Aim of the exercise
Render the rows below as a numbered list, leaving out blank lines, starting with the line that contains "Provide the mask of every instance of the **woman's" and going on through the line that contains "0L157 0L158 15L172".

Provided data
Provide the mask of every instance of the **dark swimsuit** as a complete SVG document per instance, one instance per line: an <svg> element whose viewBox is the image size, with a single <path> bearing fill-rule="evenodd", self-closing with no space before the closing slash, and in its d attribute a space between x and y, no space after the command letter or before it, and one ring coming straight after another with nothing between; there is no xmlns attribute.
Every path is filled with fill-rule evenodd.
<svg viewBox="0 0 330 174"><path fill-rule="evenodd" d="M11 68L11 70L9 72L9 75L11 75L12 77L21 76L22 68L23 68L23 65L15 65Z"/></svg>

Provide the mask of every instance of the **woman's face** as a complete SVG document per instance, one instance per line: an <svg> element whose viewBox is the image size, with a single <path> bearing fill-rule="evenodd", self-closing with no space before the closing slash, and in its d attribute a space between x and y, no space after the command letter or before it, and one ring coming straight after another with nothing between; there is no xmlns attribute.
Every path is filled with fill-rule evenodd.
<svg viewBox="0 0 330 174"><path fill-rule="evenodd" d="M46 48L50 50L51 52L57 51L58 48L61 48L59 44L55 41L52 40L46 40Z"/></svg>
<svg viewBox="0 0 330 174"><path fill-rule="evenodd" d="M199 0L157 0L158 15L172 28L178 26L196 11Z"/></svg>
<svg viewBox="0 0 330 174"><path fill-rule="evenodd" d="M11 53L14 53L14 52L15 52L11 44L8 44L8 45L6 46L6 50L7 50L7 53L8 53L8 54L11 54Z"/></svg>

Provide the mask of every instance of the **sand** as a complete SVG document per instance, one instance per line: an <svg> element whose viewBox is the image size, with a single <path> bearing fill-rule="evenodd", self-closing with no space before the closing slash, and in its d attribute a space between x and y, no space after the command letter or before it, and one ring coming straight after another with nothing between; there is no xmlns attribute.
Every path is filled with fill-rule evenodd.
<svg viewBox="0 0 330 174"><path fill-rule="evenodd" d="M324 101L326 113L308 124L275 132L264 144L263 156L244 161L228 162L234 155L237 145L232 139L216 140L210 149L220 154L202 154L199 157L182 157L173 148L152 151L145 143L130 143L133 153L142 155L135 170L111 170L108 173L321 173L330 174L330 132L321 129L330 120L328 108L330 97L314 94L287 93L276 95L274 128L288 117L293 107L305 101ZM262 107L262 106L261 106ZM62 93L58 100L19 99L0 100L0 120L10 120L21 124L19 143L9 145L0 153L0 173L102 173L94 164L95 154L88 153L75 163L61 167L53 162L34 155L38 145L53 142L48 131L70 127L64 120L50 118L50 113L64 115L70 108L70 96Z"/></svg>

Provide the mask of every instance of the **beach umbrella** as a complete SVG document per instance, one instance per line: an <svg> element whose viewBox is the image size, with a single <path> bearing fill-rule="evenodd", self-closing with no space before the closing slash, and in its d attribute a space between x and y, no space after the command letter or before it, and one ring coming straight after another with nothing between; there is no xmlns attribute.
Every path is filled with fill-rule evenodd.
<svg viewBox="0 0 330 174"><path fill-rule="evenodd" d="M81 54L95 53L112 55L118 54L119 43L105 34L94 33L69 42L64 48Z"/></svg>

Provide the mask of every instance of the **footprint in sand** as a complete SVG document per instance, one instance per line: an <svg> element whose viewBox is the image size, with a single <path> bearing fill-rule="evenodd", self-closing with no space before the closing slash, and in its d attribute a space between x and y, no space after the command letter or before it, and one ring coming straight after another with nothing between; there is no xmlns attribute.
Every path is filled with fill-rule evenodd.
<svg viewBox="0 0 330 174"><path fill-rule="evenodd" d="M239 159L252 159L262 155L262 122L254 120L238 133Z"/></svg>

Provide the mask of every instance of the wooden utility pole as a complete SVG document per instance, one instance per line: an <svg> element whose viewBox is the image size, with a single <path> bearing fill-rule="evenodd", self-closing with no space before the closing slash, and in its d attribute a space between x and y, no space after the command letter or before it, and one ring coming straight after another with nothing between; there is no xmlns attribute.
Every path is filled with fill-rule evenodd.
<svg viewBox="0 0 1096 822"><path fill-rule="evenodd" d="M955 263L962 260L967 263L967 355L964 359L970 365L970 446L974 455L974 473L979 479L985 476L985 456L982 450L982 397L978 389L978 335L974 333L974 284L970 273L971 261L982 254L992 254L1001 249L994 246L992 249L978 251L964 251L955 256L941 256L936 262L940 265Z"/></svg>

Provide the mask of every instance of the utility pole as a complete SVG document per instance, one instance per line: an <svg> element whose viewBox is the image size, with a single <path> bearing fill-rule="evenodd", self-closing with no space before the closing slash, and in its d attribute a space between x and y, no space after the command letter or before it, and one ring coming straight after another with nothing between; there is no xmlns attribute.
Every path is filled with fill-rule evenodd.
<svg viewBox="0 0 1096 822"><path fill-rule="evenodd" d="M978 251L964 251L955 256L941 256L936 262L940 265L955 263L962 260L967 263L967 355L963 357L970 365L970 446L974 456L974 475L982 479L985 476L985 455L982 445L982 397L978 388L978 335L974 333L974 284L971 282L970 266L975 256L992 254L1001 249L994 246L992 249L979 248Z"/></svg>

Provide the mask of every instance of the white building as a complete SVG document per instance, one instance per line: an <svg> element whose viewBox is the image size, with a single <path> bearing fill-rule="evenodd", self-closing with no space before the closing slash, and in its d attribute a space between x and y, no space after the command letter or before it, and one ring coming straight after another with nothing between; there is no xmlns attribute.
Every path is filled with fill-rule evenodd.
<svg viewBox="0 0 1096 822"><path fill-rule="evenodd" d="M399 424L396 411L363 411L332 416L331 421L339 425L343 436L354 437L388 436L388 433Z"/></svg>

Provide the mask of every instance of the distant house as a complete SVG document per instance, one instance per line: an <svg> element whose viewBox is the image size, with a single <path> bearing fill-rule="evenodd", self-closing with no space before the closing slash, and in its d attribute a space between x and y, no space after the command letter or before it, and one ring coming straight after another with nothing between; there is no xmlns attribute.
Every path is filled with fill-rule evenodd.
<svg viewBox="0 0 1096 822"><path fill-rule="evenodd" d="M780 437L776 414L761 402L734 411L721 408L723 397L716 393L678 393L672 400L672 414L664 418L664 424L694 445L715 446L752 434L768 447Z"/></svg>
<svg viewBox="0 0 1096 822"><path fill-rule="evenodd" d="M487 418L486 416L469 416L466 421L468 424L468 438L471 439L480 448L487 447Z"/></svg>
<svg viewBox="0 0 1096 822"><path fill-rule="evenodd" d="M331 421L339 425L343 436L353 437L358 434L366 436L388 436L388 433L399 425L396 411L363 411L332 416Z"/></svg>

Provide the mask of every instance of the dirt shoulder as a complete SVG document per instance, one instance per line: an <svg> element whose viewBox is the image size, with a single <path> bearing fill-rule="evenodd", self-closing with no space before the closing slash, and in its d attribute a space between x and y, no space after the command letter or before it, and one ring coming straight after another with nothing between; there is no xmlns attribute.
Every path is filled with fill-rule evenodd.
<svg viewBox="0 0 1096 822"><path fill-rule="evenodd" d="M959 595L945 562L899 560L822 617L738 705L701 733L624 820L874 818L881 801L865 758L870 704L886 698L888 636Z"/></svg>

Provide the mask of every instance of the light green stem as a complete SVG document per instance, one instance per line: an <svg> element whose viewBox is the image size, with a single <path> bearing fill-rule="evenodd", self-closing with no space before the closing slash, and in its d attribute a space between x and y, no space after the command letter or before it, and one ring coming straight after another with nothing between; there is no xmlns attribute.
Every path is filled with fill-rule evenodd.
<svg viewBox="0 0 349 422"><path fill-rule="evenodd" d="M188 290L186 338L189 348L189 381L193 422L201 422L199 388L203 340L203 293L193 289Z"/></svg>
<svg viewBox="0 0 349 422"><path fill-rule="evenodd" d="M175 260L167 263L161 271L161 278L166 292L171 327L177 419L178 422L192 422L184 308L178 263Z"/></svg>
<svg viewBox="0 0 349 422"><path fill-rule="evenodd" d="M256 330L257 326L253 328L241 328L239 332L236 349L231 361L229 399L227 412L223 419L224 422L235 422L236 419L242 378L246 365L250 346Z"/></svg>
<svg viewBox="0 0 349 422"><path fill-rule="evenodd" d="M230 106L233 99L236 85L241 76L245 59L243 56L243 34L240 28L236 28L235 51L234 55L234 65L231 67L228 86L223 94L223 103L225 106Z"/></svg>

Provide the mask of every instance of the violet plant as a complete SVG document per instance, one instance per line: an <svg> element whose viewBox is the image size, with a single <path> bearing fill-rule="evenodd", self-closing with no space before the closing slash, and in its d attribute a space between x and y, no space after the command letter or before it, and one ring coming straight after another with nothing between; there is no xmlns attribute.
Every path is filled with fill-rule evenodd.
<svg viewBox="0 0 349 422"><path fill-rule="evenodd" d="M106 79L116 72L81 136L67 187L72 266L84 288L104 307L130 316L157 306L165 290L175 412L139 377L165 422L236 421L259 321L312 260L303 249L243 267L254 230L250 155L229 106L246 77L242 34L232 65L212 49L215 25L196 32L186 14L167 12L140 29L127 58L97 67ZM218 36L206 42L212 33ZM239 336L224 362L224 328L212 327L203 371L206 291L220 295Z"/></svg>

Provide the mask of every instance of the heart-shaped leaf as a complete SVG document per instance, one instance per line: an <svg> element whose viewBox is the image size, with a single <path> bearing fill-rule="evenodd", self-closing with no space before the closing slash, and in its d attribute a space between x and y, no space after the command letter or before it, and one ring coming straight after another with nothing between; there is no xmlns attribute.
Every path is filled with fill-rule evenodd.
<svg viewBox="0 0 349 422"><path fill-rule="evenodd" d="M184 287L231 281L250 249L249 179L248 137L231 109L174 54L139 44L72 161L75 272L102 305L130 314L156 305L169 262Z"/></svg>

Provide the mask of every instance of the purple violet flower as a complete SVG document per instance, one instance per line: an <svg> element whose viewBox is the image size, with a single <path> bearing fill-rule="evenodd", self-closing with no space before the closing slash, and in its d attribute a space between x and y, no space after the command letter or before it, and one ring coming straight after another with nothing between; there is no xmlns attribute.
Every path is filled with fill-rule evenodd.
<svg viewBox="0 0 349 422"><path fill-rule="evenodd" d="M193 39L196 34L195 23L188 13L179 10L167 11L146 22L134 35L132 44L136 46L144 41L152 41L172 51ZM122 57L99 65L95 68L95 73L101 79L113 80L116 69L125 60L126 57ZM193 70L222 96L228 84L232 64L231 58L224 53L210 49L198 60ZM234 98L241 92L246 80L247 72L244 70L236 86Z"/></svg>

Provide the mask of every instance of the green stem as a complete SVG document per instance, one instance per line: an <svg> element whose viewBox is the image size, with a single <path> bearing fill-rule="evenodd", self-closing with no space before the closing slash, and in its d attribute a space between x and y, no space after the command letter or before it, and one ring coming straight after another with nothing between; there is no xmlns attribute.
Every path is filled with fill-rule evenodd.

Task answer
1. Provide the mask of every instance of the **woman's face** as a complete SVG document per instance, one instance per line: an <svg> element whose viewBox is the image size, with a single <path> bearing fill-rule="evenodd", self-closing with no space before the closing slash, and in its d attribute a space between x and y, no space after the command letter or before it, and one ring coming straight after another with nothing between; there is no xmlns attribute.
2. Every path is filled with fill-rule evenodd.
3. <svg viewBox="0 0 330 174"><path fill-rule="evenodd" d="M46 48L50 50L51 52L57 51L58 48L61 48L59 44L55 41L52 40L46 40Z"/></svg>
4. <svg viewBox="0 0 330 174"><path fill-rule="evenodd" d="M199 0L157 0L158 15L172 28L178 26L196 11Z"/></svg>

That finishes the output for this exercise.